### Task
Take every line from the data that has the word "exact" in it.

### Input
= Beginning of Section =
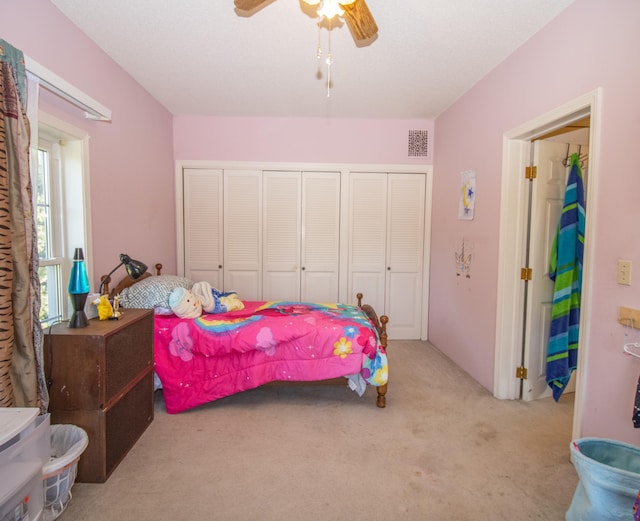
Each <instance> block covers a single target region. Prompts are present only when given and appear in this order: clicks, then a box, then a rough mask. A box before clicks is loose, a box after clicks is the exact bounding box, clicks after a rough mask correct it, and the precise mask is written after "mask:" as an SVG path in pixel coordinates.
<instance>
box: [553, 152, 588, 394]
mask: <svg viewBox="0 0 640 521" xmlns="http://www.w3.org/2000/svg"><path fill="white" fill-rule="evenodd" d="M584 227H585V213H584V182H583V178H582V170H581V169H580V160H579V157H578V154H573V155H572V156H571V163H570V171H569V179H568V181H567V189H566V192H565V196H564V205H563V207H562V215H561V217H560V223H559V225H558V232H557V234H556V237H555V239H554V242H553V246H552V248H551V254H550V259H549V277H550V278H551V280H553V281H554V282H555V284H554V291H553V307H552V309H551V327H550V331H549V344H548V348H547V384H548V385H549V386H550V387H551V390H552V391H553V398H554V399H555V400H556V401H558V400H559V399H560V396H561V395H562V393H563V391H564V390H565V388H566V386H567V384H568V383H569V379H570V378H571V373H572V372H573V371H574V370H575V369H576V367H577V363H578V338H579V329H580V294H581V289H582V261H583V257H584Z"/></svg>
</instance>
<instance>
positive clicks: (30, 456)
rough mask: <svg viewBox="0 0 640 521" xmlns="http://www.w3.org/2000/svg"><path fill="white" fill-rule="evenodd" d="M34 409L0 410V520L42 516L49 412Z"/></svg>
mask: <svg viewBox="0 0 640 521" xmlns="http://www.w3.org/2000/svg"><path fill="white" fill-rule="evenodd" d="M39 413H40V411H39V409H37V408H17V407H7V408H1V409H0V519H2V520H3V521H15V520H23V519H29V520H31V521H37V520H40V519H42V511H43V503H44V494H43V484H42V466H43V465H44V464H45V463H46V462H47V460H48V459H49V453H50V447H49V443H50V441H49V440H50V435H49V415H48V414H46V415H42V416H39Z"/></svg>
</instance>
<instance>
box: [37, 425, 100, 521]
mask: <svg viewBox="0 0 640 521" xmlns="http://www.w3.org/2000/svg"><path fill="white" fill-rule="evenodd" d="M88 444H89V436H87V433H86V432H85V431H84V429H82V428H80V427H78V426H76V425H64V424H60V425H51V458H50V460H49V463H47V464H45V466H44V467H43V468H42V479H43V480H44V520H45V521H53V520H54V519H56V518H58V517H59V516H60V514H62V512H64V510H65V508H67V505H68V504H69V501H70V500H71V487H72V486H73V483H74V481H75V479H76V474H77V472H78V460H79V459H80V456H81V455H82V453H83V452H84V450H85V449H86V448H87V445H88Z"/></svg>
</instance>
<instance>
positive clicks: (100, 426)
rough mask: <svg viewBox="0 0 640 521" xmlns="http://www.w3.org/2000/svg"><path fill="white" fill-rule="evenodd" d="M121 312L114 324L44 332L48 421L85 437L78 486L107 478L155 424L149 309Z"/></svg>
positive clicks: (106, 320) (104, 320)
mask: <svg viewBox="0 0 640 521" xmlns="http://www.w3.org/2000/svg"><path fill="white" fill-rule="evenodd" d="M121 311H122V316H121V317H120V318H119V319H118V320H104V321H100V320H98V319H97V318H96V319H92V320H90V321H89V326H87V327H84V328H75V329H71V328H69V327H68V325H67V323H61V324H56V325H54V326H52V327H51V328H50V329H48V330H46V331H45V335H44V357H45V371H46V375H47V378H48V381H49V383H50V388H49V400H50V401H49V412H50V413H51V423H52V424H54V423H70V424H73V425H77V426H79V427H82V428H83V429H84V430H85V431H87V434H88V435H89V445H88V447H87V448H86V450H85V451H84V453H83V454H82V456H81V458H80V462H79V464H78V476H77V478H76V479H77V481H79V482H85V483H102V482H104V481H106V480H107V478H108V477H109V475H110V474H111V472H112V471H113V470H114V469H115V468H116V466H117V465H118V464H119V463H120V461H122V459H123V458H124V457H125V456H126V454H127V452H129V449H131V447H133V445H134V444H135V443H136V441H138V438H139V437H140V436H141V435H142V433H143V432H144V431H145V429H146V428H147V427H148V426H149V424H150V423H151V422H152V421H153V408H154V405H153V403H154V399H153V310H147V309H124V310H121Z"/></svg>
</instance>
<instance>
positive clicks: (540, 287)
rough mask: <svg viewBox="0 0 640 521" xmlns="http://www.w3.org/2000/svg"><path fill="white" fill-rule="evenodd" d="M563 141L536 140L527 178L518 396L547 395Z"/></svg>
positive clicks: (563, 198)
mask: <svg viewBox="0 0 640 521" xmlns="http://www.w3.org/2000/svg"><path fill="white" fill-rule="evenodd" d="M566 149H567V147H566V146H565V145H563V144H559V143H553V142H545V141H536V142H535V143H534V165H536V167H537V177H536V179H535V180H533V181H531V183H532V185H531V189H532V194H531V231H530V236H531V241H530V249H529V251H530V257H529V267H530V268H531V270H532V279H531V281H530V282H529V290H528V299H527V300H528V301H527V304H526V309H527V314H526V315H527V316H526V330H525V336H524V338H525V346H524V350H525V355H524V356H525V363H524V366H525V367H526V368H527V373H528V374H527V378H526V380H524V381H523V390H522V399H523V400H537V399H539V398H544V397H547V396H551V389H550V388H549V386H548V385H547V382H546V355H547V341H548V339H549V325H550V324H551V306H552V304H553V281H552V280H551V279H550V278H549V254H550V252H551V245H552V244H553V240H554V237H555V235H556V230H557V229H558V222H559V219H560V215H561V213H562V204H563V201H564V188H565V170H566V168H565V167H564V165H563V164H562V160H563V159H564V158H565V152H566Z"/></svg>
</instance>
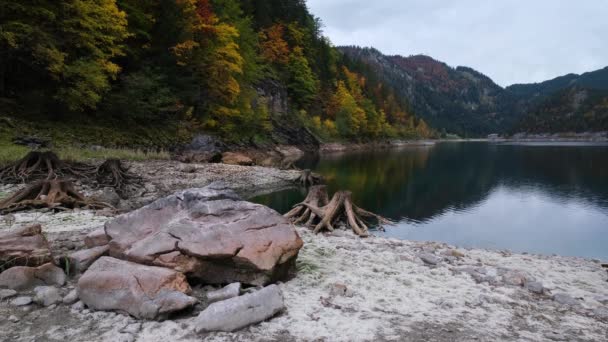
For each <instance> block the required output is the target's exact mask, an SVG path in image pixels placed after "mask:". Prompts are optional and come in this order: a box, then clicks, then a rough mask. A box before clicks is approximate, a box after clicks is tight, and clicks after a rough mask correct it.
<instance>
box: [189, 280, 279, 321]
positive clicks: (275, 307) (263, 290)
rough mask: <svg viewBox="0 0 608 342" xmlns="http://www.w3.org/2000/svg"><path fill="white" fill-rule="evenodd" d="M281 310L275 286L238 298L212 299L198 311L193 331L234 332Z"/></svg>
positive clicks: (244, 295) (277, 295) (262, 319)
mask: <svg viewBox="0 0 608 342" xmlns="http://www.w3.org/2000/svg"><path fill="white" fill-rule="evenodd" d="M284 309H285V304H284V302H283V295H282V293H281V290H280V289H279V287H278V286H276V285H270V286H267V287H265V288H263V289H261V290H259V291H255V292H253V293H249V294H245V295H243V296H240V297H235V298H231V299H227V300H224V301H221V302H216V303H213V304H211V305H209V307H207V309H205V310H204V311H203V312H201V313H200V314H199V315H198V317H197V318H196V320H195V322H194V326H195V329H196V331H197V332H199V333H201V332H210V331H228V332H230V331H236V330H239V329H242V328H244V327H246V326H248V325H251V324H254V323H258V322H261V321H264V320H266V319H268V318H270V317H272V316H274V315H276V314H277V313H279V312H281V311H283V310H284Z"/></svg>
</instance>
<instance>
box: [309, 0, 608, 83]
mask: <svg viewBox="0 0 608 342" xmlns="http://www.w3.org/2000/svg"><path fill="white" fill-rule="evenodd" d="M308 6H309V8H310V9H311V11H312V13H313V14H315V15H316V16H318V17H320V18H321V19H322V20H323V23H324V24H325V27H324V32H325V34H326V35H327V36H329V37H330V38H331V40H332V42H333V43H334V44H336V45H360V46H373V47H375V48H377V49H379V50H380V51H382V52H384V53H386V54H400V55H404V56H409V55H415V54H426V55H429V56H432V57H433V58H435V59H438V60H441V61H444V62H446V63H447V64H449V65H451V66H458V65H464V66H469V67H472V68H475V69H477V70H478V71H480V72H483V73H485V74H487V75H488V76H490V77H491V78H492V79H494V80H495V81H496V82H497V83H498V84H500V85H502V86H506V85H509V84H513V83H529V82H540V81H544V80H547V79H550V78H554V77H557V76H561V75H564V74H568V73H583V72H586V71H592V70H596V69H600V68H603V67H605V66H607V65H608V42H607V39H606V37H608V19H607V18H608V4H606V3H605V2H604V0H579V1H567V0H564V1H561V0H560V1H555V0H534V1H530V0H525V1H524V0H502V1H478V0H418V1H412V0H374V1H367V0H308Z"/></svg>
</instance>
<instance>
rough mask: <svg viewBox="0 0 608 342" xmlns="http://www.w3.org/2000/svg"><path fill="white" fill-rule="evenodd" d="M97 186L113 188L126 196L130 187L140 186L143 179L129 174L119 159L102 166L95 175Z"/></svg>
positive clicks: (97, 170) (114, 160)
mask: <svg viewBox="0 0 608 342" xmlns="http://www.w3.org/2000/svg"><path fill="white" fill-rule="evenodd" d="M95 177H96V181H97V186H99V187H112V188H114V189H116V192H117V193H118V194H119V195H121V196H124V195H125V193H126V192H127V188H128V186H130V185H135V184H140V183H141V178H140V177H139V176H137V175H135V174H132V173H130V172H129V170H128V169H127V168H126V167H124V166H123V165H122V163H121V162H120V160H118V159H108V160H106V161H105V162H103V164H101V165H100V166H99V167H98V168H97V171H96V173H95Z"/></svg>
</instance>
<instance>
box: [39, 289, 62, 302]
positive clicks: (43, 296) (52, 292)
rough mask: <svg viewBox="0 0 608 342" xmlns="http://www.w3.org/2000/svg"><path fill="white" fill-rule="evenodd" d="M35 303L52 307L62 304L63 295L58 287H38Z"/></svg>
mask: <svg viewBox="0 0 608 342" xmlns="http://www.w3.org/2000/svg"><path fill="white" fill-rule="evenodd" d="M34 292H35V293H36V295H35V296H34V302H36V303H37V304H40V305H42V306H51V305H53V304H57V303H60V302H61V299H62V298H61V295H60V294H59V290H58V289H57V288H56V287H52V286H38V287H36V288H35V289H34Z"/></svg>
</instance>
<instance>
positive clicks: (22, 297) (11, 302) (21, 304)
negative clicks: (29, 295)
mask: <svg viewBox="0 0 608 342" xmlns="http://www.w3.org/2000/svg"><path fill="white" fill-rule="evenodd" d="M30 304H32V297H28V296H22V297H17V298H15V299H13V300H11V305H14V306H25V305H30Z"/></svg>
= End of Section =
### Answer to this task
Each <instance> block covers a single target region. Prompts are present only when given and appear in this order: clicks, then a box, then a rough mask. A box before clicks is loose, a box after clicks is the exact bounding box, clicks after a rough mask correct it, and the precise mask is written after "mask:" as an SVG path in pixel coordinates.
For each <instance> block the required output is the target's exact mask, an SVG path in image pixels placed after "mask:". Prompts are optional and come in this order: a box, then clicks, then a rough mask. A box before clicks is approximate, a box after clicks is tight, and clicks after a rough mask correct it.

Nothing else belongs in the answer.